# Subtrees without optimality bounds fathoming

In B&B, can fathom sub-trees in 1 of 4 ways:

1. **Optimality bounds**: Node's dual worse than global incumbent's primal -> no feasible solution better than incumbent can exist within the sub-tree 

2. **Infeasibility**: No dual solution which meets MILP's non-integrality constraints exists 

3. **Integrality**: Dual bound solution is feasible w.r.t. integrality constraints -> no better feasible solution can exist within sub-tree 

4. **Completion**: global_primal_dual_gap = 0 -> solution is optimal 
    
Optimality bounds fathoming is dependent on the global incumbent. Therefore, we do not want a local sub-tree episode to be terminated due to activity which went on somewhere else in the tree, since we don't want our agent to concern itself with this.

Can we work this into our reward and/or sub-tree episode construction procedure?

In [None]:
%load_ext autoreload
%autoreload
from retro_branching.environments import EcoleBranching, EcoleConfiguring
from retro_branching.agents import StrongBranchingAgent, PseudocostBranchingAgent, RandomAgent
from retro_branching.utils import seed_stochastic_modules_globally
# from retro_branching.rewards import NormalisedLPGain

import ecole
import numpy as np
import random
import copy
import pyscipopt

import networkx as nx
from networkx.algorithms.shortest_paths.generic import shortest_path
from networkx.algorithms.traversal.depth_first_search import dfs_tree
from networkx.drawing.nx_pydot import graphviz_layout
import matplotlib.pyplot as plt
from ordered_set import OrderedSet
import math

## Search Tree

In [None]:
%autoreload

class SearchTree:
    '''
    Tracks SCIP search tree. Call SearchTree.update_tree(ecole.Model) each
    time the ecole environments (and therefore the ecole.Model) is updated.

    N.B. SCIP does not store nodes which were pruned, infeasible, outside
    the search tree's optimality bounds, or which node was optimal, therefore these nodes will not be
    stored in the SearchTree. This is why m.getNTotalNodes() (the total number
    of nodes processed by SCIP) will likely be more than the number of nodes in
    the search tree when an instance is solved.
    '''
    def __init__(self, model):        
        self.tree = nx.DiGraph()
        
        self.tree.graph['root_node'] = None
        self.tree.graph['visited_nodes'] = []
        self.tree.graph['visited_node_ids'] = OrderedSet()
        
        self.update_tree(model)
    
    def update_tree(self, model):
        '''
        Call this method after each update to the ecole environments. Pass
        the updated ecole.Model, and the B&B tree tracker will be updated accordingly.

....................

_Written tasks_.
#1 Reproduce the stretch of the branch-and-bound fathoming notebook from "## Search Tree" through "ecole.Model) is updated.".
#2 Check each statement against the branch-and-bound fathoming notebook and answer yes or no, quoting the words that decide it: (a) SCIP keeps nodes that were pruned in its search tree. (b) Fathoming by optimality bounds depends on the global incumbent. (c) Fathoming by completion happens when the global primal-dual gap equals zero.
#3 Continue the branch-and-bound fathoming notebook from its final line.

_Data shown_.
....................

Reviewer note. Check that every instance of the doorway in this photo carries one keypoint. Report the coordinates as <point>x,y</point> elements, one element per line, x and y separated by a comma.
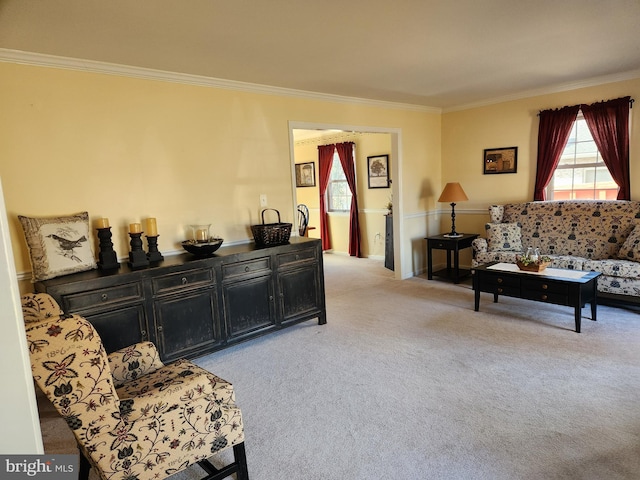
<point>309,130</point>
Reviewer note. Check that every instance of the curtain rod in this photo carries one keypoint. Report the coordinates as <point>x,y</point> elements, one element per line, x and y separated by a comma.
<point>631,100</point>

....................

_Responses for each task_.
#1
## Search Tree

In [None]:
%autoreload

class SearchTree:
    '''
    Tracks SCIP search tree. Call SearchTree.update_tree(ecole.Model) each
    time the ecole environments (and therefore the ecole.Model) is updated.

#2
(a) No: "SCIP does not store nodes which were pruned"
(b) Yes: "Optimality bounds fathoming is dependent on the global incumbent."
(c) Yes: "global_primal_dual_gap = 0 -> solution is optimal"

#3
        '''
        m = model.as_pyscipopt()
        
        _curr_node = m.getCurrentNode()
        if _curr_node is not None:
            curr_node_id = _curr_node.getNumber()
        else:
            # branching finished, no curr node
            curr_node_id = None
        self.curr_node = {curr_node_id: _curr_node}
        if curr_node_id is not None:
            if curr_node_id not in self.tree.graph['visited_node_ids']:
                self._add_nodes(self.curr_node)
                self.tree.graph['visited_nodes'].append(self.curr_node)
                self.tree.graph['visited_node_ids'].add(curr_node_id)
        
        if curr_node_id is not None:
            _parent_node = list(self.curr_node.values())[0].getParent()
            if _parent_node is not None:
                parent_node_id = _parent_node.getNumber()
            else:
                # curr node is root node
                parent_node_id = None
            self.parent_node = {parent_node_id: _parent_node}
        else:
            self.parent_node = {None: None}
            
        open_leaves, open_children, open_siblings = m.getOpenNodes()
        self.open_leaves = {node.getNumber(): node  for node in open_leaves}
        self.open_children = {node.getNumber(): node for node in open_children}
        self.open_siblings = {node.getNumber(): node for node in open_siblings}
        
        self._add_nodes(self.open_leaves)
        self._add_nodes(self.open_children)
        self._add_nodes(self.open_siblings)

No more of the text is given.